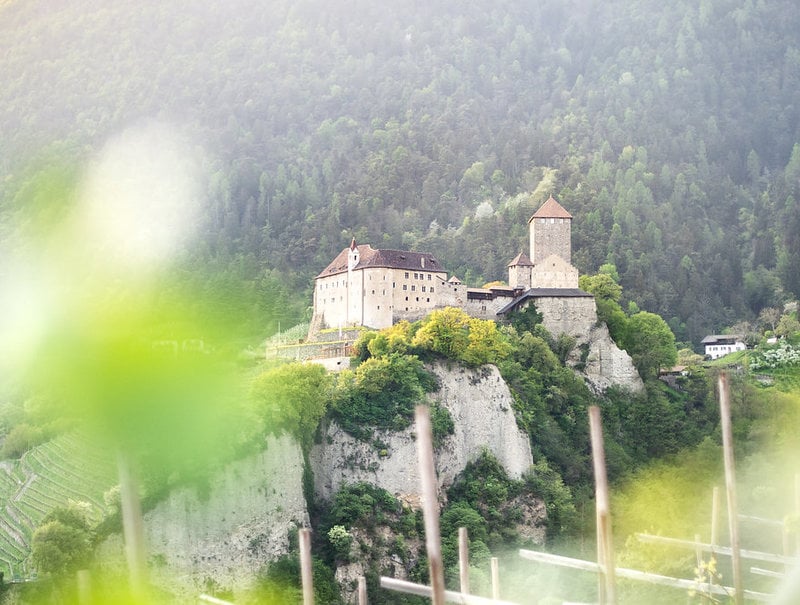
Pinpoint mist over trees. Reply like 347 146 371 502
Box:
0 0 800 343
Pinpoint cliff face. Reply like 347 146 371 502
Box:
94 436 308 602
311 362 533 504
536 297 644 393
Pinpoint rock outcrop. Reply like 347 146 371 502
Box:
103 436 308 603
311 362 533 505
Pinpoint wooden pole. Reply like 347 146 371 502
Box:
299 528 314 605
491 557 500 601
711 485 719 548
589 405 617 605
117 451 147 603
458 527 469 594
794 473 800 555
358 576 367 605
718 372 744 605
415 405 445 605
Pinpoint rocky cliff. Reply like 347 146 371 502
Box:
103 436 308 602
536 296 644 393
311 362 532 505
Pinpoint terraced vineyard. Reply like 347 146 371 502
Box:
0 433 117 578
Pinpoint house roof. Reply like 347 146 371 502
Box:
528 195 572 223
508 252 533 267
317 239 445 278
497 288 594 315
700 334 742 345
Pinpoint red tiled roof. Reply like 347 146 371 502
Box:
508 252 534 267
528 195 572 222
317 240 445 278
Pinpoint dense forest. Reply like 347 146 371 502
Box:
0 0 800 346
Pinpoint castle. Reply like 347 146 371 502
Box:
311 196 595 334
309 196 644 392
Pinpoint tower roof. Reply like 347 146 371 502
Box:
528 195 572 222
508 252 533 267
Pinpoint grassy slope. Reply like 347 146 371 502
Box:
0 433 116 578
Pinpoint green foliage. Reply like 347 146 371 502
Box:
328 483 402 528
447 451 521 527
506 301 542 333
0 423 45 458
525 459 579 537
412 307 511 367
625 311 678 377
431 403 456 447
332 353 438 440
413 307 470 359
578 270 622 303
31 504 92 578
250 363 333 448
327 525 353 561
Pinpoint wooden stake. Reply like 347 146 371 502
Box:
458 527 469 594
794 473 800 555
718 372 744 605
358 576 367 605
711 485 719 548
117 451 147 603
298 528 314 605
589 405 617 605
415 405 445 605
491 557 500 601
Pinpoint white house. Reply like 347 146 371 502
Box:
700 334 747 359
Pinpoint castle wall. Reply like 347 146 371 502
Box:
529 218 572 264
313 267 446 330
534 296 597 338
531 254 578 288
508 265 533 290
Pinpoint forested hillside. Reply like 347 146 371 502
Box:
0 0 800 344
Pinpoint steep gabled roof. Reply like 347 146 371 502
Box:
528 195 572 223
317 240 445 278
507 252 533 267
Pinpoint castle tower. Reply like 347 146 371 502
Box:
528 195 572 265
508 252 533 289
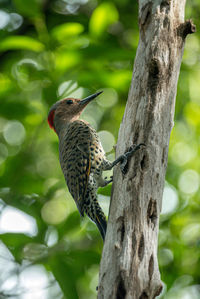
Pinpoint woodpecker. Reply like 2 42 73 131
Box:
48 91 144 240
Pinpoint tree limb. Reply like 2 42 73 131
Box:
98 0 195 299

**Task to carry out:**
Set out the part of the data that opens with the line containing "Pinpoint red tiled" and closes with the line containing "0 433 116 578", both lines included, as a JSON list of strings with one string per line and blank lines omitted.

**Solution:**
[
  "Pinpoint red tiled roof. Reply like 347 146 371 502",
  "Box:",
  "508 252 534 267",
  "528 195 572 222",
  "317 240 445 278",
  "Pinpoint dense forest. Reply like 347 146 371 502",
  "Box:",
  "0 0 800 346",
  "Pinpoint castle. Reply like 347 146 371 502",
  "Box:",
  "311 196 595 334",
  "309 196 644 392",
  "Pinpoint tower roof. Reply like 347 146 371 502",
  "Box:",
  "528 195 572 222",
  "508 252 533 267",
  "Pinpoint grassy slope. Reply like 347 146 371 502",
  "Box:",
  "0 433 116 578"
]